### EXERCISE REQUIREMENTS
Copy out the lines of the material that begin with the one containing "In this picture, where can the floodlight" and end with the one containing "column 488, row 490". Reproduce them without any change.

(Object location annotation data)
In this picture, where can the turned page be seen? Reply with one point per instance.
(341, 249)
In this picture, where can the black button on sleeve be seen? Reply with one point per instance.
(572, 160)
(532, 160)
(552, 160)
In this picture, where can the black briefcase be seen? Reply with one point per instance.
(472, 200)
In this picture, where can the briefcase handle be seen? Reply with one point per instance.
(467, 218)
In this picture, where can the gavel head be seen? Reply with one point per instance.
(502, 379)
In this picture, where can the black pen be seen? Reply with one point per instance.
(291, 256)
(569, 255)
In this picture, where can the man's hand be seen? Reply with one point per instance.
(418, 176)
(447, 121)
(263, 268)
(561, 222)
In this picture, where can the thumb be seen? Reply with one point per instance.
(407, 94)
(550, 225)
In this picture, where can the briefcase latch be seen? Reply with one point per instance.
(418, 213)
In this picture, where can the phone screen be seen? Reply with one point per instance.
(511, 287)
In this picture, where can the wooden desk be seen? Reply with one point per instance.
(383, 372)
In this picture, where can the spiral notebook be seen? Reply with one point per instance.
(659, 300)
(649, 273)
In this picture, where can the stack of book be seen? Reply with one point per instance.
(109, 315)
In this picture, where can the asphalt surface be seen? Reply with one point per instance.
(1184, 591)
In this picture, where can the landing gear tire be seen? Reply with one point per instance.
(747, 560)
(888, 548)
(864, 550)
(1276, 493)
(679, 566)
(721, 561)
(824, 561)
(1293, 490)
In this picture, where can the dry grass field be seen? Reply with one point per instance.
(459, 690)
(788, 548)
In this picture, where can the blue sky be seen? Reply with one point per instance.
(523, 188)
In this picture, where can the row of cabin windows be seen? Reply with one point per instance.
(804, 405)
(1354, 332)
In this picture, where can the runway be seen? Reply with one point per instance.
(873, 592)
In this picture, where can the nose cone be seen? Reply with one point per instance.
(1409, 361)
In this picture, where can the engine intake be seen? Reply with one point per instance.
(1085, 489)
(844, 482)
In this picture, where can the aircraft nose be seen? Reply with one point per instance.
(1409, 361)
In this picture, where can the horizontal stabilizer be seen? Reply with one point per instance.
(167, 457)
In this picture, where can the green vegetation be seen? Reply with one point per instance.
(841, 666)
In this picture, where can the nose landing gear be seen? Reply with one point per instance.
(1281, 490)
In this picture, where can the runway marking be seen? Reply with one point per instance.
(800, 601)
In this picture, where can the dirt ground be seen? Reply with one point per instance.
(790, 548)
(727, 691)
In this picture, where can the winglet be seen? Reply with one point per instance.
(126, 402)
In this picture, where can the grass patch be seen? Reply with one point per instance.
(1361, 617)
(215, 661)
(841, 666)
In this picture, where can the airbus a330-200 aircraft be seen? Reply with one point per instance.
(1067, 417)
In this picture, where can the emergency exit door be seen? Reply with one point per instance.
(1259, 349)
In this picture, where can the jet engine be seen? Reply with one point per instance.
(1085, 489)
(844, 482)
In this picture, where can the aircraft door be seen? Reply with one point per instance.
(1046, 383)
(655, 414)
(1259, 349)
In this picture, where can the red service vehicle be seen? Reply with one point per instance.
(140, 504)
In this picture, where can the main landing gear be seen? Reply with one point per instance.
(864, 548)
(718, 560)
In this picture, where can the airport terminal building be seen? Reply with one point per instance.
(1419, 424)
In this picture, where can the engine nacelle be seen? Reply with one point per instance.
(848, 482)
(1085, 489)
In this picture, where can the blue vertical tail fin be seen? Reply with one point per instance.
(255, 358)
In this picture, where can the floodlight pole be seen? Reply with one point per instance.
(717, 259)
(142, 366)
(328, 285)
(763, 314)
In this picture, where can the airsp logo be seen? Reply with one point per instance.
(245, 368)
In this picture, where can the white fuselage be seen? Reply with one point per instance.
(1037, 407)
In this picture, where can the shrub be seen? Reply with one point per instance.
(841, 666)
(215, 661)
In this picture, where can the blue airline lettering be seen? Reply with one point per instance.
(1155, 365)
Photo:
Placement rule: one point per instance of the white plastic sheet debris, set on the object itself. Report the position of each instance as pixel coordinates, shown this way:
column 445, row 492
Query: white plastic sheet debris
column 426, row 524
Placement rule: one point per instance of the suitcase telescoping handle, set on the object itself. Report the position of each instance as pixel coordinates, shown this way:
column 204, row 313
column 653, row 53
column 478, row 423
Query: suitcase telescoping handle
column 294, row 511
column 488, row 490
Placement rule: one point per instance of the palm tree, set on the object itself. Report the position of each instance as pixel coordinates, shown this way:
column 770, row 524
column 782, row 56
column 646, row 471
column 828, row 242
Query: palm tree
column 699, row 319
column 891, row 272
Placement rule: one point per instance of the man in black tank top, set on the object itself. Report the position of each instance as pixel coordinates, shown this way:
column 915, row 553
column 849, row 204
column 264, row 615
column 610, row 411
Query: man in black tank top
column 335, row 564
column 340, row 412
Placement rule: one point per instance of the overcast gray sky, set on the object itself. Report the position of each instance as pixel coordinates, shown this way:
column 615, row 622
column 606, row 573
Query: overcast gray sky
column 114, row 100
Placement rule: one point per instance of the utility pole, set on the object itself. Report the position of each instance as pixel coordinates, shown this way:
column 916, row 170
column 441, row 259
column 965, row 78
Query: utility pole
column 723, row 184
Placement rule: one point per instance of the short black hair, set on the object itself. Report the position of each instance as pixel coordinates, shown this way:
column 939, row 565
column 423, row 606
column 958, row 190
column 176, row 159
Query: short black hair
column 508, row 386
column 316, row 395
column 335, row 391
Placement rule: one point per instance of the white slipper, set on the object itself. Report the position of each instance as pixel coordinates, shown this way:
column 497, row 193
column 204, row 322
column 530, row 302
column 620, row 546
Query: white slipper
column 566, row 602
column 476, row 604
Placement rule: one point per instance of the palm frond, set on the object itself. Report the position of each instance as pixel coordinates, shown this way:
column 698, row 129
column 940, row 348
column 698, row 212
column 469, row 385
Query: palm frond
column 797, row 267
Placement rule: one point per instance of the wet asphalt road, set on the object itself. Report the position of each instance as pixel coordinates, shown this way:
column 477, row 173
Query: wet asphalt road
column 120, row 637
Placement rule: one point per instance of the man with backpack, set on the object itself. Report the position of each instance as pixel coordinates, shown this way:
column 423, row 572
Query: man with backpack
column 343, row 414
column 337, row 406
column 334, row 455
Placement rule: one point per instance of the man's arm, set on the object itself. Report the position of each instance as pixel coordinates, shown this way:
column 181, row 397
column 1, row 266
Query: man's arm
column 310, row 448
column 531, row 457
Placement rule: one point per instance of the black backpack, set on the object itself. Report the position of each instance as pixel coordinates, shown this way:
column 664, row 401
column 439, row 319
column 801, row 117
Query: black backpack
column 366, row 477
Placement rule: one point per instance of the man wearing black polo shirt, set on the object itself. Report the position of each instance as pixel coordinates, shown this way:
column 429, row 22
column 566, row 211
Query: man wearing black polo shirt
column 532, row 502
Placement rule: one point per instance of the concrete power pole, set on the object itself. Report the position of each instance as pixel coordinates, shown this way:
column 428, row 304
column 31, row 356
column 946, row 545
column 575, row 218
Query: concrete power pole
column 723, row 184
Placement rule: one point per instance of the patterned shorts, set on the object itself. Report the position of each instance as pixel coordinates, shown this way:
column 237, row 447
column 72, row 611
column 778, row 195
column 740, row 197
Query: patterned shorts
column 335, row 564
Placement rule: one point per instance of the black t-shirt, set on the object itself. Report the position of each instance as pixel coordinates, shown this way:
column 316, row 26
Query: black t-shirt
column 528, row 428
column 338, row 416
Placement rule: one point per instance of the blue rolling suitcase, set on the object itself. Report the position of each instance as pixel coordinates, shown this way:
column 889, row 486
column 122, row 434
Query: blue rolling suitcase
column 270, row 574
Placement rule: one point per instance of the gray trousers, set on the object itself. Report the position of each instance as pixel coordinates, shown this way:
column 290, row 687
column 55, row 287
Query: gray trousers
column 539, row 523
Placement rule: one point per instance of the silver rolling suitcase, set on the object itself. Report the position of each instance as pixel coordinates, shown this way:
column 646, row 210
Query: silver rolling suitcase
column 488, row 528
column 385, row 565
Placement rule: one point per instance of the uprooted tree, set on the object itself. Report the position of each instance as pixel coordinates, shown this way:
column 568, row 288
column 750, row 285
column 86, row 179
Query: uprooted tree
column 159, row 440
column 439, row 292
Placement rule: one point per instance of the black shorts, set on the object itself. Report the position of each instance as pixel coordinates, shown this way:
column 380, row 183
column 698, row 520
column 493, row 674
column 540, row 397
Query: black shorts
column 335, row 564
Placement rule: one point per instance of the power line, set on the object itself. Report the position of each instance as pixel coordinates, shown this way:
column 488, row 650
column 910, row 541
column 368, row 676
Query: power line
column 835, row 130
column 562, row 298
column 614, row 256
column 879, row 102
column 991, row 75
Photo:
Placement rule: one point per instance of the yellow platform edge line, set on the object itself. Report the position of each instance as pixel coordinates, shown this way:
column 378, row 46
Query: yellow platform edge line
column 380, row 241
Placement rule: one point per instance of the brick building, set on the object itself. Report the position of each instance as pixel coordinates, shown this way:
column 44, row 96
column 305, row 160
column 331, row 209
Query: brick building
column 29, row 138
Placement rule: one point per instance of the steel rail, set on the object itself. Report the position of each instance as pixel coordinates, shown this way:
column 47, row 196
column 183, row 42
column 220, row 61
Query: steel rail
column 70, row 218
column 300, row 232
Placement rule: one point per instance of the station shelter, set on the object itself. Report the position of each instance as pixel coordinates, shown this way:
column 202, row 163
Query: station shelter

### RESPONSE TO THIS TASK
In this picture, where can the floodlight pole be seen? Reply with one point per instance.
(717, 259)
(142, 366)
(328, 285)
(763, 314)
In this picture, where can the airsp logo be seen? Reply with one point per instance.
(245, 368)
In this picture, where can the white fuselage be seen? Reply with one point per instance.
(1037, 407)
In this picture, where can the shrub be seen? Reply with one point per instance.
(841, 666)
(215, 661)
In this picture, where can the blue airline lettering be seen? Reply with one point per instance.
(1155, 365)
Photo:
Placement rule: one point per instance of the white plastic sheet debris, set on the object itself. Report the position of each instance as pixel coordinates, shown this way:
column 445, row 492
Query: white plastic sheet debris
column 426, row 524
Placement rule: one point per instance of the suitcase telescoping handle, set on the object itself. Report the position of each instance as pixel coordinates, shown this way:
column 204, row 313
column 653, row 53
column 478, row 423
Query: suitcase telescoping handle
column 294, row 511
column 488, row 490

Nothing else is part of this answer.